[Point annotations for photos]
-- Start --
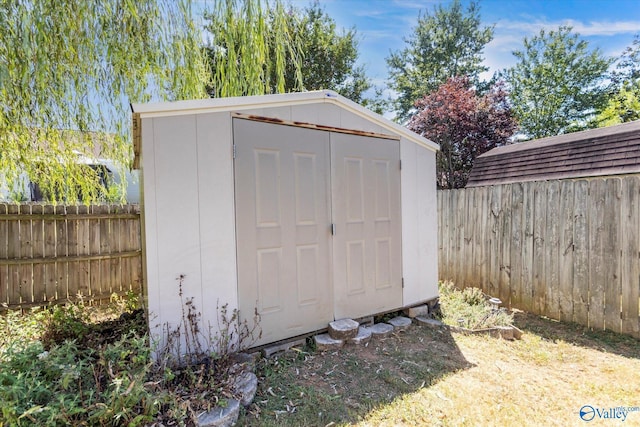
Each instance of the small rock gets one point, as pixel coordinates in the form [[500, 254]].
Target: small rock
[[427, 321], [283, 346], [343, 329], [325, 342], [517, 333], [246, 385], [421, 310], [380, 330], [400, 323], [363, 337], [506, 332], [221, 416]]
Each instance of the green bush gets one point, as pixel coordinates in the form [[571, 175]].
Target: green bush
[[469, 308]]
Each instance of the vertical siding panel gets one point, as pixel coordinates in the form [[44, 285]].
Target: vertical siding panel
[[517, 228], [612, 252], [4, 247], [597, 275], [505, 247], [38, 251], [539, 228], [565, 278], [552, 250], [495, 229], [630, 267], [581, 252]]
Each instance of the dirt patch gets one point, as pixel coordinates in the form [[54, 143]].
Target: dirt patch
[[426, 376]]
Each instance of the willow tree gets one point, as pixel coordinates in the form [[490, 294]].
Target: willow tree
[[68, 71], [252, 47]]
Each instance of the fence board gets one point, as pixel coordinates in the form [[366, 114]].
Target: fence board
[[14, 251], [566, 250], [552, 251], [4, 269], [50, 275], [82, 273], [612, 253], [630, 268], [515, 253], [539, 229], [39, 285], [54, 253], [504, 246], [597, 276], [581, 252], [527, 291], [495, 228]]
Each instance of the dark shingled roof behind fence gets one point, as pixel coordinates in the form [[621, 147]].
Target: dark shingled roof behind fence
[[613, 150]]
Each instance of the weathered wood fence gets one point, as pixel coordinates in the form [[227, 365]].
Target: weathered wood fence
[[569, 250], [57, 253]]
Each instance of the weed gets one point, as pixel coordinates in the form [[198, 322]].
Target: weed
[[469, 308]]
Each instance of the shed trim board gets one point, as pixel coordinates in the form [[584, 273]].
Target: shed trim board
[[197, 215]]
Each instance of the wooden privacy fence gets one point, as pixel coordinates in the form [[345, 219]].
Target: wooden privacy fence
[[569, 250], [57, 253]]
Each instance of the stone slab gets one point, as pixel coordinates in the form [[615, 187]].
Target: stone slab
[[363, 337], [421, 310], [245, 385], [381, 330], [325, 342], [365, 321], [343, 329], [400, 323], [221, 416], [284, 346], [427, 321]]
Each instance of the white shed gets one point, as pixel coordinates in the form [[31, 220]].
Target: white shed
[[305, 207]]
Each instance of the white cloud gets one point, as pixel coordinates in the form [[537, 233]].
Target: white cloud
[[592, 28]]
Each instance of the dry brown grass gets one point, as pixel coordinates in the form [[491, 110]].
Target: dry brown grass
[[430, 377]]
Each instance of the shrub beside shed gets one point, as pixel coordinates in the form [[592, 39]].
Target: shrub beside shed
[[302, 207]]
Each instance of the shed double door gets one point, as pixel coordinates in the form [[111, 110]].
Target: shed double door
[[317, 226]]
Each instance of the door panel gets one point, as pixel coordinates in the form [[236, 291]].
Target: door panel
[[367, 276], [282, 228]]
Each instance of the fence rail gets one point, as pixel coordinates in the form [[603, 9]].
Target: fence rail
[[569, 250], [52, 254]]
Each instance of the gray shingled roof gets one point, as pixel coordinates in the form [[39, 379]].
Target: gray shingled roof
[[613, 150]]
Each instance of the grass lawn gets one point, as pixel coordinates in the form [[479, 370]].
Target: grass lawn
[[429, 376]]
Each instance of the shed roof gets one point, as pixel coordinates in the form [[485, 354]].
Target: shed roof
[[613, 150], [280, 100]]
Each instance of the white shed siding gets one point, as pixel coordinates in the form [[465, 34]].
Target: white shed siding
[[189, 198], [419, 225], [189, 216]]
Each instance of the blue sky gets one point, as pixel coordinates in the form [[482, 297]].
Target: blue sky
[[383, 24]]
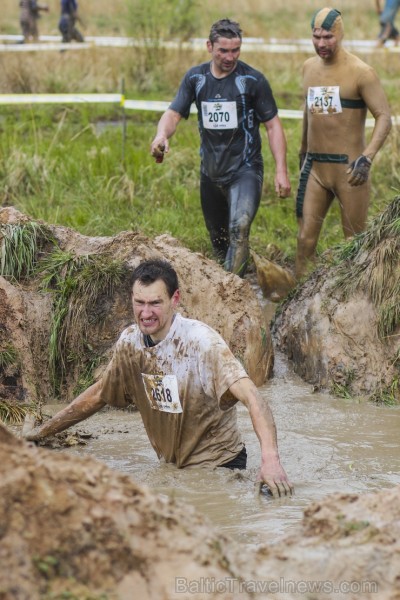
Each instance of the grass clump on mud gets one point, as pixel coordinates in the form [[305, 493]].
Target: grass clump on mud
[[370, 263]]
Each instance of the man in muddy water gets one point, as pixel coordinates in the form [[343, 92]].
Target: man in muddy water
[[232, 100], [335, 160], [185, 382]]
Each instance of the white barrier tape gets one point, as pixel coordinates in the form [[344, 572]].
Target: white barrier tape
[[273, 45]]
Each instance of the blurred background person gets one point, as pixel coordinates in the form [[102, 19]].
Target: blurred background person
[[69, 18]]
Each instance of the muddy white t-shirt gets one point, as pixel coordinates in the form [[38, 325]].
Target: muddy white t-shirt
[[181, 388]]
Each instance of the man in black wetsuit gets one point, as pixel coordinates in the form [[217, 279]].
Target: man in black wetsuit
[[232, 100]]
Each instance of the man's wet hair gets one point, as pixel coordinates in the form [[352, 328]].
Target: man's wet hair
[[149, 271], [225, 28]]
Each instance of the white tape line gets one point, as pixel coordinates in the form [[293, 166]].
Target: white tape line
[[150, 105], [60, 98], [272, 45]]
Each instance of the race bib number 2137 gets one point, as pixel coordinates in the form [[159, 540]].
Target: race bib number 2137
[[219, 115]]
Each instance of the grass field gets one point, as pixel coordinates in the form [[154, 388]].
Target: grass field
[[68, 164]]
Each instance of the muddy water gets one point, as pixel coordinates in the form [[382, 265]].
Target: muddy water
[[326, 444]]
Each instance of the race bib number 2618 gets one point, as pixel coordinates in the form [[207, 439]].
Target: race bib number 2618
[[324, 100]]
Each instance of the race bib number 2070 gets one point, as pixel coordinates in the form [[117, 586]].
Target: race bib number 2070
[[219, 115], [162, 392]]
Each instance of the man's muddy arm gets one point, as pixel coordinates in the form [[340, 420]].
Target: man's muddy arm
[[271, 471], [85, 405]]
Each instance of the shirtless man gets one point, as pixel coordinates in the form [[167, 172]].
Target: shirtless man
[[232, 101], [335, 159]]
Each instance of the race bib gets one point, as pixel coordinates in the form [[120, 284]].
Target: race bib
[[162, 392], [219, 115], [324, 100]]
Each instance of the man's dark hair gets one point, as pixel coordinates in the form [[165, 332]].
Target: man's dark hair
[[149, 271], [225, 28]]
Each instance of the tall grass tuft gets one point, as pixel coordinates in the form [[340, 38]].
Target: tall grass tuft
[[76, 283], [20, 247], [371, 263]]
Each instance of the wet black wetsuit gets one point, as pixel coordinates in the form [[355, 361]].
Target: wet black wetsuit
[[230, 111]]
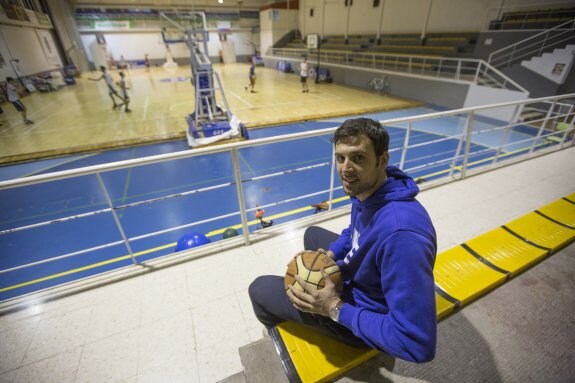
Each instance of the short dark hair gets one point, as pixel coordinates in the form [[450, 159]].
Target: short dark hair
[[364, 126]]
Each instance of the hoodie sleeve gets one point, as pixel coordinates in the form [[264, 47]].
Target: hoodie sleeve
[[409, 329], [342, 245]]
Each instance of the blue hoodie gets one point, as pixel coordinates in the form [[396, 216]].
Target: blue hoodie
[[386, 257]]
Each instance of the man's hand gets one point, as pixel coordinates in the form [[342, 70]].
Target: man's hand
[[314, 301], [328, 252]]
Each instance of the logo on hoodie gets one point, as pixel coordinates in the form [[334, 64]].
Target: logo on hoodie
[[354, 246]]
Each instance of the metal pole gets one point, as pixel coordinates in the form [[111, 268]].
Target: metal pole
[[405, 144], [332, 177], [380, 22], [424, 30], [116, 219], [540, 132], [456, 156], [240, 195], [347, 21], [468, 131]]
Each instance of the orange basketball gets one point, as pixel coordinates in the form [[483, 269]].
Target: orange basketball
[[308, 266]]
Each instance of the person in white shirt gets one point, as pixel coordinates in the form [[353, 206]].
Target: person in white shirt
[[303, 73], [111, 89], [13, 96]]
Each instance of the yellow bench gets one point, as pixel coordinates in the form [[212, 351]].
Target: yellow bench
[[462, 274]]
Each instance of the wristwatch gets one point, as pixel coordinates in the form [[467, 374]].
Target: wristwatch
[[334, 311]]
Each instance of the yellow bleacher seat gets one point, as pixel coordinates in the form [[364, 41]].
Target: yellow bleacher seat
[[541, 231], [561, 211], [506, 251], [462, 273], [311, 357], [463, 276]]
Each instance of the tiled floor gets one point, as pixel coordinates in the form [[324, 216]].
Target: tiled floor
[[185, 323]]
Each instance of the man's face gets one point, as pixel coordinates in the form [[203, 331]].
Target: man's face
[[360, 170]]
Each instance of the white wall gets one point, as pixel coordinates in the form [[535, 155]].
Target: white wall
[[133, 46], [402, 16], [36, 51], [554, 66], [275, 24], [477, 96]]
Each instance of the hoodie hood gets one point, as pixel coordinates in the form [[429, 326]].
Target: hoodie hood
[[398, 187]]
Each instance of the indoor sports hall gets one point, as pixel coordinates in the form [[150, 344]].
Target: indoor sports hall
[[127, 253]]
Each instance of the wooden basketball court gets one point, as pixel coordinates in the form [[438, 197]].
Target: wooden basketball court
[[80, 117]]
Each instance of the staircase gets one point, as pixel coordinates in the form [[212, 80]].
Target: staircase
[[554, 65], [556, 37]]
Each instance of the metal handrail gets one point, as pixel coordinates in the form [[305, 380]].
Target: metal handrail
-- End --
### STATED TASK
All lines from the line containing "Each instance of the metal pole" through the end of the listing above are to be duplicated exactly; include both ends and nothing further.

### RESPONSE TO THIS TASK
Each instance of the metal pole gets one point, as pixel coordinates in the form [[111, 268]].
Target: metal pole
[[405, 144], [332, 177], [380, 22], [424, 30], [116, 219], [540, 132], [456, 156], [240, 195], [347, 21], [468, 131]]
Each instance of the orange basketball gets one point, as pixel coordinates in the form [[483, 269]].
Target: orange basketball
[[308, 266]]
Each instance of the person in white shirt gets one point, as pixel coordinates in the form [[353, 206]].
Target: person in white shirt
[[303, 73], [111, 89], [13, 96]]
Each instance of the yellow bench gets one point, as pixel coordinates in the form [[212, 351]].
Target: yellow bench
[[462, 274]]
Each instance of the wristwatch gets one point, as pixel coordinates in the form [[467, 374]].
Target: wristwatch
[[334, 311]]
Each instance of the yellow bleacher seat gets one point, as pixel coordinates in the form [[364, 41]].
Target: yellow bleacher seat
[[541, 231], [561, 211], [506, 251], [462, 273], [311, 357], [463, 276]]
Each instance of the tiled floor gets one point, as pixel coordinates in the form [[324, 216]].
Target: tiled floor
[[185, 323]]
Each instance of the man's face gets one point, as pixel coordinates in the form [[203, 331]].
Target: man's face
[[360, 170]]
Each instance of the white wall gets one point, as pixel coordinates in the form [[535, 155]].
Target: white wall
[[133, 46], [402, 16], [36, 51], [554, 66], [275, 24], [477, 96]]
Each instance of the hoodie hood gets one point, as pixel coordinates in the form [[429, 326]].
Target: hoodie hood
[[398, 187]]
Each instance of the indoor sports hall gets one point, as pixel coordinates in the form [[150, 344]].
Target: indoor sports hall
[[127, 253]]
Each instance of the wooden basketball court gets one point, as pixel coordinates in the form [[438, 197]].
Target: wooden basketball court
[[80, 117]]
Each instance of the staircase gets one point, as pixel coordinates in the form [[212, 80]].
Target: staircase
[[554, 65], [556, 37]]
Each instance of the metal handrail gets one point, as pixel coordinates in the form [[305, 380]].
Target: metal handrail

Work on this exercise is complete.